-------- RECORDS TO USE --------
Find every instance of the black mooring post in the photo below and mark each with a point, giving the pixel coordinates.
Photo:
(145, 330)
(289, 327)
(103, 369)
--------
## THE TASK:
Copy the material above line for line, without changing anything.

## EXERCISE RESULT:
Find every instance of the black mooring post in the photo below and mark each with a point, giving the pixel coordinates.
Photo:
(145, 330)
(289, 327)
(103, 369)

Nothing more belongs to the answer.